## [Directions]
Find the line that contains "Could you point out the finger". Output it and every line after it to the end of the records, exactly as they appear.

+++ Raw data +++

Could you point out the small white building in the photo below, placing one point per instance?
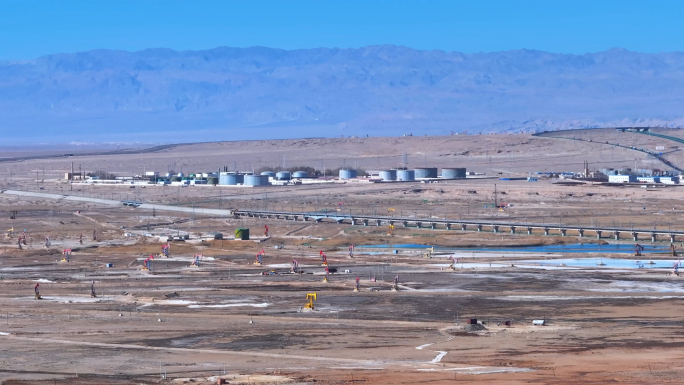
(621, 179)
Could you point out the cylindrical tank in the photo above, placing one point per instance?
(347, 174)
(256, 180)
(283, 175)
(427, 172)
(388, 174)
(231, 179)
(406, 175)
(453, 173)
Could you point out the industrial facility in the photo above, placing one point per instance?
(283, 177)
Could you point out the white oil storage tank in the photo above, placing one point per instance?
(426, 172)
(230, 179)
(283, 175)
(453, 173)
(388, 174)
(405, 175)
(256, 180)
(347, 174)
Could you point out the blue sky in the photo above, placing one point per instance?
(30, 28)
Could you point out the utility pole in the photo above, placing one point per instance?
(496, 202)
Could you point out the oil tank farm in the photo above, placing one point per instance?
(406, 175)
(426, 172)
(231, 179)
(388, 174)
(256, 180)
(453, 173)
(347, 174)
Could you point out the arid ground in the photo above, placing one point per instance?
(230, 318)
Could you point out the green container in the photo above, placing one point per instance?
(242, 234)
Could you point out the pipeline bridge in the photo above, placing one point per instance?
(466, 225)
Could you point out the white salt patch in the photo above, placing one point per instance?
(230, 305)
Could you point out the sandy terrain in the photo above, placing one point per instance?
(226, 319)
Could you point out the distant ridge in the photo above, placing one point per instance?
(163, 96)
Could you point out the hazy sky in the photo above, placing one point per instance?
(29, 28)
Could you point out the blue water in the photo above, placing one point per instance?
(608, 262)
(566, 248)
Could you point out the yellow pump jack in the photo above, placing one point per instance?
(310, 297)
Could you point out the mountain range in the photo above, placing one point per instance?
(162, 95)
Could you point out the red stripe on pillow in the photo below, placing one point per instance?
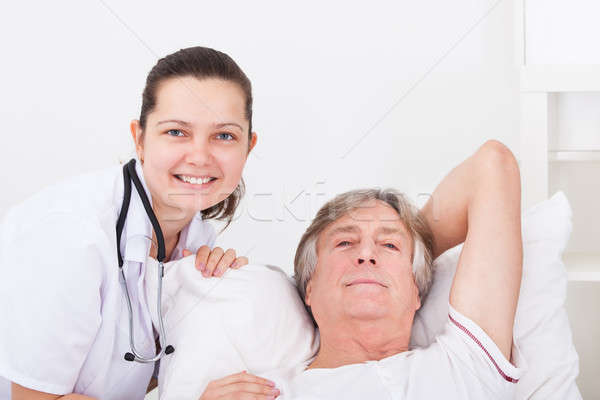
(508, 378)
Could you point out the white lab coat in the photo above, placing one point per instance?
(64, 317)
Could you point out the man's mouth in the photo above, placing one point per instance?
(195, 180)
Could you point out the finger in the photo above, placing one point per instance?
(250, 388)
(242, 377)
(202, 258)
(225, 262)
(240, 262)
(213, 260)
(246, 396)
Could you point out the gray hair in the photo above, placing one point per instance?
(305, 260)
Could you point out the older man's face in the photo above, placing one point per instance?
(364, 268)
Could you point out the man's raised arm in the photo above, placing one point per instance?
(479, 202)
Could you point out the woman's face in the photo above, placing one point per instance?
(194, 146)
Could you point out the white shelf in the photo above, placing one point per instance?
(583, 266)
(560, 78)
(574, 155)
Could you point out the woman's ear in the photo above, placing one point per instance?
(136, 134)
(252, 142)
(308, 292)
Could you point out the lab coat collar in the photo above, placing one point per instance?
(138, 228)
(191, 237)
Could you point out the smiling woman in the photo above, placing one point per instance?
(68, 314)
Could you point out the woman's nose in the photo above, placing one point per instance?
(199, 153)
(371, 260)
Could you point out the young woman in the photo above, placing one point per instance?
(65, 318)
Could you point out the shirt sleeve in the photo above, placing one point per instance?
(50, 301)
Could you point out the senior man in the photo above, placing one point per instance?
(364, 267)
(363, 277)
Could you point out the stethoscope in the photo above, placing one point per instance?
(130, 174)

+++

## [Task solution]
Could you point out the finger in the photo above, placing one point per instance?
(250, 388)
(242, 377)
(202, 258)
(225, 262)
(240, 262)
(213, 260)
(246, 396)
Could you point out the gray hair in the photo above, placing one point per instance?
(305, 260)
Could you point out the older man's face in the photo above, placing one point per instance?
(364, 268)
Could you point out the man's raised arm in the photo above, placing one point per instance?
(479, 202)
Could you point out the woman's face in the photo above, placing one point per instance?
(194, 146)
Could you point out the white shelf in the photo above, placing one point per instance?
(583, 266)
(560, 78)
(574, 155)
Could you point out the woman's ear in the photo above, placing one point per instance?
(136, 134)
(252, 142)
(308, 292)
Could you point out the lab coat collar in the photo above, placing one point per instance?
(138, 228)
(191, 237)
Could you point out the smiling woman in the photo above, placing one point per instance?
(68, 314)
Could you point out the woman's nose in the photo above, placing one point per instance?
(199, 153)
(371, 260)
Could you point out the young woman in the photo above, placing one point per instance?
(65, 318)
Could you point out the shirt sleeve in the photo above, placing one point per instance?
(50, 301)
Could you point out the senior man in the photo above, placing one point per instance?
(364, 267)
(363, 277)
Could you point out the stethoscope in the photo above, placing one point per instance?
(130, 174)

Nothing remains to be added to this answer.